- WORK TO COMPLETE
Give back all of the data unchanged. Keep every word as it is.

MATERIAL FOR THIS TASK: Begin

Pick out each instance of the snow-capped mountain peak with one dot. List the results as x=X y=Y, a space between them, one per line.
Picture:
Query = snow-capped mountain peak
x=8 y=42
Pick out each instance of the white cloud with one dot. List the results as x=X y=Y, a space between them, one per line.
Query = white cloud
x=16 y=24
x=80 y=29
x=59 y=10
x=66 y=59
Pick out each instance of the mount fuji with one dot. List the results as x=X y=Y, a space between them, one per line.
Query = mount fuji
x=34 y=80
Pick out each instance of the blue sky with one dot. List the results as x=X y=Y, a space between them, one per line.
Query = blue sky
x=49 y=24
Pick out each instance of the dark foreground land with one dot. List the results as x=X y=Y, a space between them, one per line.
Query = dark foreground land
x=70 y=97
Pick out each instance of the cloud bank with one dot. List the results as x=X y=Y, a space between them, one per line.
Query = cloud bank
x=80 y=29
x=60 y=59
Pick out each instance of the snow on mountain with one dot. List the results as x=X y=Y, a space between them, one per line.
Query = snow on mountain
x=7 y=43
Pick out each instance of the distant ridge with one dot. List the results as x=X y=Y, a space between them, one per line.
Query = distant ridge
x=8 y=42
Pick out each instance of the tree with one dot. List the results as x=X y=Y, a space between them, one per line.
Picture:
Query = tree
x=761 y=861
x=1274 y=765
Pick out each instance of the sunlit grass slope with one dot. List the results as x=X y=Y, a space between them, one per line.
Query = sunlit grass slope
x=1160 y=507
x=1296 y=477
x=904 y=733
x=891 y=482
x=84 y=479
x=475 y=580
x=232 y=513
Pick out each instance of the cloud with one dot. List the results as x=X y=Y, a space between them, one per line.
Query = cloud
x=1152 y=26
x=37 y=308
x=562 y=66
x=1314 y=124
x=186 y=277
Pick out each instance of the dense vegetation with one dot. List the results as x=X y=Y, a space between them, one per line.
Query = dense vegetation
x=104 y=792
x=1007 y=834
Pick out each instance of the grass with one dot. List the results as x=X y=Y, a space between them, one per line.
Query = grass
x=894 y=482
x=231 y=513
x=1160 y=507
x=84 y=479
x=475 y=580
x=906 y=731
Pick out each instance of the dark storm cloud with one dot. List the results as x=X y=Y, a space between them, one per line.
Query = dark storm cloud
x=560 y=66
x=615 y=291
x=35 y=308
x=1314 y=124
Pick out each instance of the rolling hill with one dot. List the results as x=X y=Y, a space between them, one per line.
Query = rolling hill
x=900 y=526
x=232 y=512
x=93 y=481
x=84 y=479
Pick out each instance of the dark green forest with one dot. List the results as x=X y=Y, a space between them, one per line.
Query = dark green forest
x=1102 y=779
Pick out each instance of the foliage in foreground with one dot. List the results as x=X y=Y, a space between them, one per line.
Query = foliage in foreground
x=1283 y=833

MATERIAL FOR THIS TASK: End

- THE COMPLETED TASK
Pick out each instance of the snow-capped mountain peak with one dot. List the results as x=X y=Y, a space between them, one per line.
Picture:
Query = snow-capped mountain peak
x=8 y=42
Pick out each instance of the white cloud with one dot. List the results as x=X y=Y, a space between them, one per line.
Query = white cloud
x=16 y=24
x=80 y=29
x=59 y=10
x=66 y=59
Pick out each instance of the mount fuji with one dot. List the results as x=X y=Y, a space between them, one per line.
Query = mount fuji
x=34 y=80
Pick out each instance of the blue sky with one dot. List the results as x=X y=Y, a space between them, one per line.
Query = blue sky
x=49 y=24
Pick out each instance of the dark foreground land with one dot. List the results as x=X y=Y, a space between them, one per line.
Query = dark foreground land
x=70 y=97
Pick out each instance of the cloud bank with one dot. List the results as x=X y=Y, a space between them, one per line.
Query = cloud bank
x=80 y=29
x=60 y=59
Pick out each instance of the snow on mountain with one dot. List the results as x=X y=Y, a space between them, one per line.
Query = snow on mountain
x=7 y=43
Pick out each instance of the distant ridge with one dot. List the results as x=X y=Y, a space between them, one per line.
Query = distant ridge
x=8 y=42
Pick out each instance of the tree with one dot. List the results as x=X y=Y, a space between them, one per line.
Picture:
Query = tree
x=761 y=861
x=1274 y=765
Pick out each instance of the sunlit grass slope with one dot. List the results as x=X y=Y, a space between them, one per line.
Query = sunlit grass slope
x=1160 y=507
x=1296 y=477
x=904 y=733
x=891 y=482
x=84 y=479
x=475 y=580
x=232 y=513
Pick out each instance of the cloud with one dot. List the results as x=X y=Y, a space between them, one per line.
Query = cloud
x=1152 y=26
x=37 y=308
x=562 y=66
x=1314 y=124
x=186 y=277
Pick out each instance of the dense vegetation with one dot. List the results as x=X y=Y, a space between them, one per line.
Query = dense vegetation
x=104 y=792
x=1007 y=834
Pick out each instance of the grass with one dot. List the results as x=X y=Y, a space between them, one per line.
Query = grass
x=894 y=482
x=231 y=513
x=1160 y=507
x=84 y=479
x=475 y=580
x=906 y=731
Pick out each instance of the dark storm cloud with one dot. List the results as x=X y=Y, a space between them, one per line.
Query = dark storm cloud
x=560 y=66
x=615 y=291
x=35 y=308
x=1314 y=124
Pick out each instance of the rolling hill with one dot. List the results as x=X y=Y, a space between them, one per line.
Query = rolling hill
x=900 y=526
x=232 y=512
x=93 y=481
x=84 y=479
Pick out each instance of the dark green forest with one dot. List the results as x=X y=Y, a space between them, one per line.
Query = dark green forest
x=1102 y=779
Pick out each instance of the foliage in foreground with one dot. List the results as x=X y=Y, a space between them, one per line.
Query = foliage in foreground
x=1283 y=833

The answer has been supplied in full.